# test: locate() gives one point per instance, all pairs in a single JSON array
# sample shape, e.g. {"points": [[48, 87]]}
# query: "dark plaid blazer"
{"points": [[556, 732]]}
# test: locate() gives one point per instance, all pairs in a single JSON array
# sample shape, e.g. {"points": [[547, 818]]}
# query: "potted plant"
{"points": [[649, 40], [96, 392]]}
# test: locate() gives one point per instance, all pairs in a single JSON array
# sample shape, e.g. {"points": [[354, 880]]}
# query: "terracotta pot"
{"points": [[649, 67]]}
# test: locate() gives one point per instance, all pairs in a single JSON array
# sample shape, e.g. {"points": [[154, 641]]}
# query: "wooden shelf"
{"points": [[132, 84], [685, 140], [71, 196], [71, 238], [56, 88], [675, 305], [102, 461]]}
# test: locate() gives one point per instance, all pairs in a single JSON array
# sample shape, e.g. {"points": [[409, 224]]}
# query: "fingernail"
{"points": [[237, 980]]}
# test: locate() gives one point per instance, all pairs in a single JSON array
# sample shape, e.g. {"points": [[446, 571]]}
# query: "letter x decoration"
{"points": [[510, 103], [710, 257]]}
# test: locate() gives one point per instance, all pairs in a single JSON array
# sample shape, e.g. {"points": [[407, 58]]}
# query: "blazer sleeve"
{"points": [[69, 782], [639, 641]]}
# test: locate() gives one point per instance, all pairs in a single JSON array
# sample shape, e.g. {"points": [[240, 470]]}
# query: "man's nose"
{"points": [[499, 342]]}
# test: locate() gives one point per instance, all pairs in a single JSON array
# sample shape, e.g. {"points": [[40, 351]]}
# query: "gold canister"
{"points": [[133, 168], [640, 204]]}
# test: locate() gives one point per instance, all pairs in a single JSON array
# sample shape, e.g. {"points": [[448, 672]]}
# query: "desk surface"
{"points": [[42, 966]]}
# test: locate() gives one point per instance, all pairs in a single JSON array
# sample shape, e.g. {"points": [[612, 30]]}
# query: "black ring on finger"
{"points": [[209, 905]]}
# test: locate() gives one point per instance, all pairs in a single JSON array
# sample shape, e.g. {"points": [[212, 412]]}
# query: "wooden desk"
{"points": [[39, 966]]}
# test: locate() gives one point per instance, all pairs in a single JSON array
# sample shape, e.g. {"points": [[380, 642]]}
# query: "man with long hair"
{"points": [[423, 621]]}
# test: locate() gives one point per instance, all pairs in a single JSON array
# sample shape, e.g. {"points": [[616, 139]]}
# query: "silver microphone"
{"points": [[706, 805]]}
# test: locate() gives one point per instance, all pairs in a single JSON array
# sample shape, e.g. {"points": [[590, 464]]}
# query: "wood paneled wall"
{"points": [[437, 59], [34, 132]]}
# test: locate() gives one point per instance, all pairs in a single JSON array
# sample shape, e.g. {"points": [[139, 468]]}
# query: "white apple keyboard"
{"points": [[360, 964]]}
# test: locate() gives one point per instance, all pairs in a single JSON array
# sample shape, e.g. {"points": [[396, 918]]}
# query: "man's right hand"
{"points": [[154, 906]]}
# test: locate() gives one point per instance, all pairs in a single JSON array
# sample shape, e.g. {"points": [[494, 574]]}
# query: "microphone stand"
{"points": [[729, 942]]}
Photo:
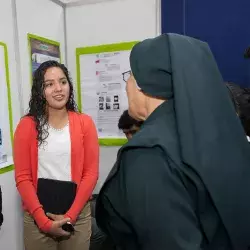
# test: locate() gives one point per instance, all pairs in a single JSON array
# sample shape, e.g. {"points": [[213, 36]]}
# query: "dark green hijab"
{"points": [[210, 136]]}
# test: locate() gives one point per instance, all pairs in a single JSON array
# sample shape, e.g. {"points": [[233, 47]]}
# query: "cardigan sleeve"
{"points": [[23, 172], [90, 168]]}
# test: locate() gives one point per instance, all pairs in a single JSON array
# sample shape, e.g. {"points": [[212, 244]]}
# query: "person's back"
{"points": [[241, 100]]}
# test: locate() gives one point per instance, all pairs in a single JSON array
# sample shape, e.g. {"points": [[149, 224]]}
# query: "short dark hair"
{"points": [[127, 122], [241, 99]]}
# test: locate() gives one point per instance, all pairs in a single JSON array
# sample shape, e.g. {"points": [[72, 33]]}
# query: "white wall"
{"points": [[42, 18], [11, 232], [103, 23], [39, 17]]}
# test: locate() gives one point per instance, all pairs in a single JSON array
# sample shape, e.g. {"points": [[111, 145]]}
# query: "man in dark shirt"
{"points": [[241, 100], [99, 241]]}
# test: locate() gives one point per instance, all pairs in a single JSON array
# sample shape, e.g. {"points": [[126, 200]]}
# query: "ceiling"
{"points": [[69, 1], [77, 2]]}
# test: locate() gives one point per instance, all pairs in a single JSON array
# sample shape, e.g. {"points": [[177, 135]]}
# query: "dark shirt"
{"points": [[147, 205]]}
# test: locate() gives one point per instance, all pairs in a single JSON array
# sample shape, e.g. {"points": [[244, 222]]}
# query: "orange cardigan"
{"points": [[84, 165]]}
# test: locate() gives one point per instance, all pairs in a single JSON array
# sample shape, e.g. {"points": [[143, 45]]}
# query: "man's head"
{"points": [[128, 125], [241, 100]]}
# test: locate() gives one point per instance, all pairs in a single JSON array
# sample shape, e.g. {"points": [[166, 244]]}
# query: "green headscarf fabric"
{"points": [[210, 137]]}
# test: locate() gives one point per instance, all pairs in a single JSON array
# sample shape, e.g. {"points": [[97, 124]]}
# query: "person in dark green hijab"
{"points": [[183, 181]]}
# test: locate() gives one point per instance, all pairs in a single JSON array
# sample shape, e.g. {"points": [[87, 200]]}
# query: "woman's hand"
{"points": [[55, 217], [56, 228]]}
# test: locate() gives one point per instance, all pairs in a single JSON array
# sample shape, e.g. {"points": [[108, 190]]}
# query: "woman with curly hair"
{"points": [[55, 149]]}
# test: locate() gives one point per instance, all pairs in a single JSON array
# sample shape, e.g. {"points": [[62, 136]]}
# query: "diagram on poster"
{"points": [[103, 89], [42, 50], [6, 158]]}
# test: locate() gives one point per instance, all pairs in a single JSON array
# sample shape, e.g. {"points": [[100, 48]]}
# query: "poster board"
{"points": [[6, 124], [41, 50], [101, 89]]}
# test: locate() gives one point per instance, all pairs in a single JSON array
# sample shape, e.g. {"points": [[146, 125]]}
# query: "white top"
{"points": [[54, 156]]}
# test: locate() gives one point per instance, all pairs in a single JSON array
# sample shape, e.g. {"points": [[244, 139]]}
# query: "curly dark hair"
{"points": [[127, 122], [38, 103]]}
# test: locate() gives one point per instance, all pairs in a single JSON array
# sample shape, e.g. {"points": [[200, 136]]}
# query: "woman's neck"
{"points": [[58, 118]]}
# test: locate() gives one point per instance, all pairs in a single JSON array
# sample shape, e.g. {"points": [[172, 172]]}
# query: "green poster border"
{"points": [[42, 39], [7, 73], [95, 50]]}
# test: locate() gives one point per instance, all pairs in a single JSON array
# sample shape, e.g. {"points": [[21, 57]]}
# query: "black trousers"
{"points": [[98, 240]]}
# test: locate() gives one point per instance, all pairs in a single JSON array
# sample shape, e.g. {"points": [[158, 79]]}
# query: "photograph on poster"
{"points": [[103, 90], [42, 50]]}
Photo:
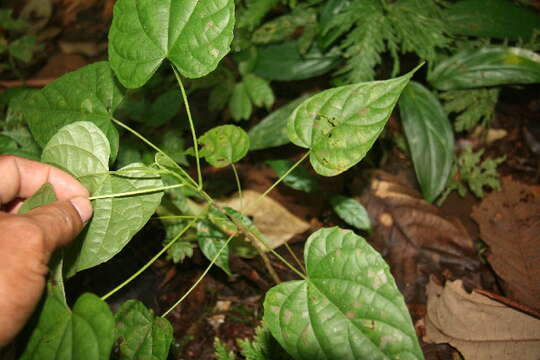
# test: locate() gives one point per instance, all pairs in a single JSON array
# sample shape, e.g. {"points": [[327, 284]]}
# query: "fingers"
{"points": [[60, 222], [23, 177]]}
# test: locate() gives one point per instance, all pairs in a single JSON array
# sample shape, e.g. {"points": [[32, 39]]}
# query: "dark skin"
{"points": [[28, 241]]}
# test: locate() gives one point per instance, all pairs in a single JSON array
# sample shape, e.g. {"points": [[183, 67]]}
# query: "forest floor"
{"points": [[422, 243]]}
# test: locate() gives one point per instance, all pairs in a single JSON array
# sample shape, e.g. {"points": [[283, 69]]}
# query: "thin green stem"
{"points": [[191, 125], [214, 259], [277, 182], [149, 143], [238, 185], [150, 262], [137, 192]]}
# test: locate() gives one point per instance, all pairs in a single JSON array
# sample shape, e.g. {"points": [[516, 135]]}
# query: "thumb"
{"points": [[61, 221]]}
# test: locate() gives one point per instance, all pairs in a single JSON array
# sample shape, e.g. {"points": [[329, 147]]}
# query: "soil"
{"points": [[230, 308]]}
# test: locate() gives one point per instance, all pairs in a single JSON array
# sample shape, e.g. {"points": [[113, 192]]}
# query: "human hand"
{"points": [[27, 241]]}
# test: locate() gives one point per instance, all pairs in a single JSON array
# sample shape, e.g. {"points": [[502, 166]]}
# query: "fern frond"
{"points": [[262, 347], [474, 106], [419, 26]]}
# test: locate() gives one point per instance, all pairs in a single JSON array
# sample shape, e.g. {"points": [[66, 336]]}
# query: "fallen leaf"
{"points": [[416, 238], [272, 219], [480, 328], [509, 223]]}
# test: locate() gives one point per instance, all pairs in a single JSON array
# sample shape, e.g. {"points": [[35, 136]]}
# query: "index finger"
{"points": [[21, 178]]}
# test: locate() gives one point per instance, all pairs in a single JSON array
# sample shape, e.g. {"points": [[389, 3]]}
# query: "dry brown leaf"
{"points": [[480, 328], [272, 219], [416, 238], [509, 223]]}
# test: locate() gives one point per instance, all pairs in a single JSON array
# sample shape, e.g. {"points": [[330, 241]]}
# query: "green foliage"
{"points": [[372, 27], [141, 335], [240, 103], [348, 290], [340, 125], [470, 172], [298, 179], [83, 150], [45, 195], [487, 66], [211, 241], [351, 211], [430, 138], [500, 19], [144, 33], [472, 106], [272, 130], [224, 145], [88, 94], [259, 91], [85, 332]]}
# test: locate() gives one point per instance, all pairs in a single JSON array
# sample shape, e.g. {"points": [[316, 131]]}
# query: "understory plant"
{"points": [[346, 304]]}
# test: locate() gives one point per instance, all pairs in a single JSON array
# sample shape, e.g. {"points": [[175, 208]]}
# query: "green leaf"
{"points": [[224, 145], [239, 103], [430, 138], [193, 34], [348, 308], [340, 125], [82, 149], [283, 62], [259, 91], [9, 23], [272, 130], [45, 195], [86, 332], [299, 178], [488, 66], [211, 240], [88, 94], [351, 211], [500, 19], [164, 108], [23, 48], [141, 334]]}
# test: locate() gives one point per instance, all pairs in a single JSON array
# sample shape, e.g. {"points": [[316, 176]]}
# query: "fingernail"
{"points": [[83, 207]]}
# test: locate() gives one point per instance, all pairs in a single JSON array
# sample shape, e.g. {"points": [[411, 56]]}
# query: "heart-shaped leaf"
{"points": [[224, 145], [351, 211], [272, 130], [88, 94], [239, 103], [259, 91], [82, 149], [348, 308], [193, 34], [340, 125], [430, 138], [211, 240], [488, 66], [86, 332], [141, 334]]}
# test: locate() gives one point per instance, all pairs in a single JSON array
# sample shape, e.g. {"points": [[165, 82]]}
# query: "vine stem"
{"points": [[147, 142], [150, 262], [214, 259], [238, 185], [191, 125], [272, 187], [138, 192]]}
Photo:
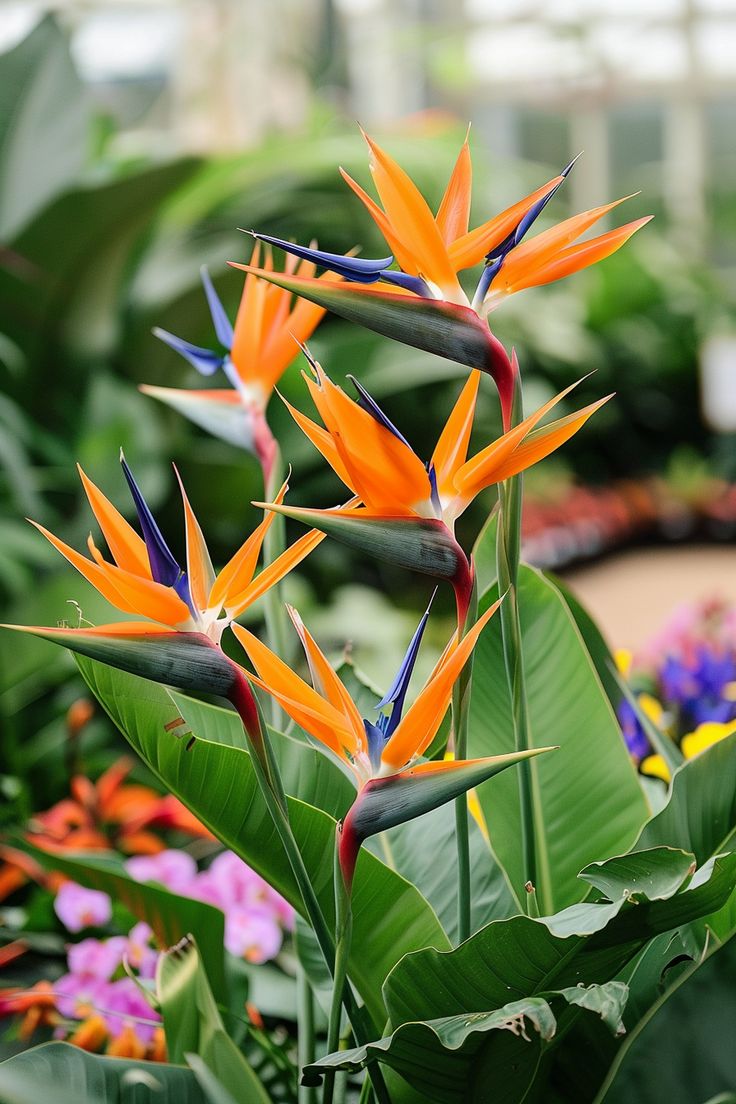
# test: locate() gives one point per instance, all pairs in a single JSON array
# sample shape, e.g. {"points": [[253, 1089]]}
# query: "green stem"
{"points": [[343, 931], [274, 611], [269, 782], [508, 554], [306, 1032], [460, 718]]}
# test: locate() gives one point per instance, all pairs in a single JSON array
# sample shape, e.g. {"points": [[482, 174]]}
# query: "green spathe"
{"points": [[185, 660]]}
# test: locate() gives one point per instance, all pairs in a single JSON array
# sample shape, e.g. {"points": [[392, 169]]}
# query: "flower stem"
{"points": [[268, 778], [343, 929], [508, 551], [306, 1032], [274, 544], [460, 717]]}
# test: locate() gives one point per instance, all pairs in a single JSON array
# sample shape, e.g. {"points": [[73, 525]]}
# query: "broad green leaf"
{"points": [[192, 1023], [690, 1030], [530, 957], [448, 1059], [307, 773], [423, 851], [657, 873], [587, 802], [521, 958], [701, 817], [171, 915], [44, 118], [214, 1090], [217, 784], [595, 641], [59, 1072]]}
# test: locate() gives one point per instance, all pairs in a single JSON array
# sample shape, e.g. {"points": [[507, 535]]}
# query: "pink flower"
{"points": [[78, 908], [139, 953], [96, 957], [124, 1004], [252, 934], [77, 994], [177, 870]]}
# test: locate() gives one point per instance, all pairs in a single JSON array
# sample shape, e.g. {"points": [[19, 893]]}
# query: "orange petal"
{"points": [[418, 726], [200, 571], [451, 448], [455, 209], [384, 470], [321, 441], [274, 572], [327, 681], [401, 252], [301, 702], [523, 263], [240, 570], [127, 548], [580, 256], [545, 441], [471, 248], [409, 214], [147, 597], [92, 572], [482, 469]]}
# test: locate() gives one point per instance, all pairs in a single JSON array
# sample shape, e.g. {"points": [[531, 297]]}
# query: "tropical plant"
{"points": [[488, 909]]}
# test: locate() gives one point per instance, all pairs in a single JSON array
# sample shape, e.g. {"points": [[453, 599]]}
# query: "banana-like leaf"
{"points": [[531, 959], [187, 660], [65, 1074], [223, 417], [444, 1058], [586, 797], [384, 803], [445, 329], [423, 544], [170, 915], [192, 1023], [217, 783]]}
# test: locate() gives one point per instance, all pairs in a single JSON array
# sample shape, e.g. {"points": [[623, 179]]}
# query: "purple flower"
{"points": [[177, 870], [633, 734], [252, 934], [78, 908], [96, 957]]}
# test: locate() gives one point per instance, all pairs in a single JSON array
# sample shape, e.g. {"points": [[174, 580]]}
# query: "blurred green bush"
{"points": [[97, 248]]}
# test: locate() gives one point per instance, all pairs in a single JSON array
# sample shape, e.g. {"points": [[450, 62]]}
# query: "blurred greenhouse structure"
{"points": [[648, 89], [137, 135]]}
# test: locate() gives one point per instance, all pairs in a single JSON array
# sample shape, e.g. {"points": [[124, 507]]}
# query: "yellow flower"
{"points": [[704, 735]]}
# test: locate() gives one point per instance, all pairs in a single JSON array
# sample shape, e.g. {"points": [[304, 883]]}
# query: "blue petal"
{"points": [[489, 273], [401, 685], [353, 268], [370, 404], [376, 741], [411, 283], [435, 494], [220, 319], [164, 568], [204, 360]]}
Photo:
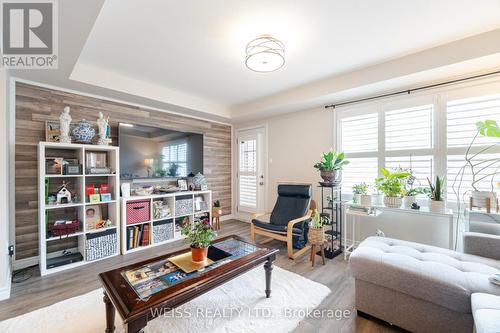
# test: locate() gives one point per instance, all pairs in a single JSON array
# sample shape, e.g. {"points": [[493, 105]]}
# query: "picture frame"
{"points": [[93, 215], [182, 184], [105, 197], [96, 159], [54, 165], [95, 198]]}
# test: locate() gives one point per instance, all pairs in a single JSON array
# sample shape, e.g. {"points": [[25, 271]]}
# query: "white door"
{"points": [[250, 175]]}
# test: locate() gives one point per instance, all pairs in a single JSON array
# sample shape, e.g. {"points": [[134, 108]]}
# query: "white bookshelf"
{"points": [[53, 246], [175, 216]]}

# # # #

### [Goal]
Which lines in the entries above contain the string "sleeve", with case counting? Show every one of those lines in full.

### [Answer to this exercise]
# query: "blazer sleeve"
# query: "cardigan sleeve"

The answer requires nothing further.